List every line of the records that contains the string "water", matching case exactly.
++++++++++++++++++++
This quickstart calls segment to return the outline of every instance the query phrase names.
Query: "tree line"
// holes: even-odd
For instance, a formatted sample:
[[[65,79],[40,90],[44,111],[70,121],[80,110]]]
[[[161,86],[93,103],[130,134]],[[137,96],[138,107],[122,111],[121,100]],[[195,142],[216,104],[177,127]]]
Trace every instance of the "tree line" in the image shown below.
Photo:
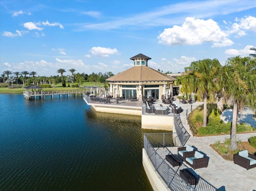
[[[256,49],[250,49],[256,52]],[[221,111],[227,104],[233,108],[230,149],[237,149],[236,124],[239,112],[245,106],[256,110],[256,54],[229,58],[222,66],[217,59],[192,62],[185,68],[184,75],[174,82],[180,91],[194,93],[204,100],[203,126],[207,124],[207,102],[216,102]]]
[[[69,69],[68,71],[71,73],[71,75],[65,76],[64,73],[66,72],[66,70],[60,69],[57,70],[56,72],[60,74],[60,76],[58,75],[49,77],[36,77],[36,76],[37,73],[34,71],[31,72],[23,71],[13,73],[11,71],[6,70],[4,71],[1,75],[0,82],[8,83],[8,85],[12,86],[13,84],[23,84],[23,87],[29,85],[31,83],[42,85],[56,84],[62,83],[63,87],[66,87],[66,82],[71,83],[72,84],[76,83],[77,83],[79,87],[86,82],[105,83],[106,79],[114,76],[111,72],[105,72],[104,74],[101,72],[98,74],[93,72],[88,75],[84,73],[75,73],[76,70],[73,68]]]

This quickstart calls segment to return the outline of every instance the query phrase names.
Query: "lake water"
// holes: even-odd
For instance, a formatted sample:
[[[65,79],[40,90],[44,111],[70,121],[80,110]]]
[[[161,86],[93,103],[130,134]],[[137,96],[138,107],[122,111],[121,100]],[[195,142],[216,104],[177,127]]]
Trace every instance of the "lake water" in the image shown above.
[[[82,97],[0,94],[0,190],[152,191],[141,117],[96,113]]]

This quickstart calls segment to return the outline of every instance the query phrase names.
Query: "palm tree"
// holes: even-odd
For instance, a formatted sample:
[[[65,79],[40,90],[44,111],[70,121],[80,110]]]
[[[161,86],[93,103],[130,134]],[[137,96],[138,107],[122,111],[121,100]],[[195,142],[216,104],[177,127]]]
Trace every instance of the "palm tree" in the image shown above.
++++++++++++++++++++
FULL ANSWER >>
Query: "lake water"
Trace every instance of the "lake water" in the image shown above.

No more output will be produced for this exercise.